[START OF Records for the task]

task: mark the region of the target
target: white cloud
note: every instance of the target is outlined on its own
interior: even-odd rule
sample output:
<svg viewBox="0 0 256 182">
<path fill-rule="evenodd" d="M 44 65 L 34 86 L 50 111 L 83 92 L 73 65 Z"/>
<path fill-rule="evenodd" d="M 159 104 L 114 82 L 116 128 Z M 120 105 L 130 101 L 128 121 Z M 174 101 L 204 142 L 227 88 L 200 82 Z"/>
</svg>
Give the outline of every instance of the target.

[END OF Records for the task]

> _Exercise objective_:
Arrange all the lines from the items into a Markdown table with the columns "No." and "Line". Number each row, and leave out blank lines.

> _Final result_:
| No. | Line |
|---|---|
| 1 | task: mark the region of the target |
| 2 | target: white cloud |
| 3 | note: every instance of the target is outlined on its own |
| 4 | interior: even-odd rule |
| 5 | sample output: |
| 6 | <svg viewBox="0 0 256 182"> |
| 7 | <path fill-rule="evenodd" d="M 44 65 L 34 86 L 50 111 L 83 92 L 73 65 Z"/> |
| 8 | <path fill-rule="evenodd" d="M 159 104 L 114 82 L 116 128 Z M 120 105 L 130 101 L 128 121 Z M 174 101 L 204 142 L 227 88 L 200 82 Z"/> |
| 9 | </svg> |
| 10 | Give the outline of every instance of the target. |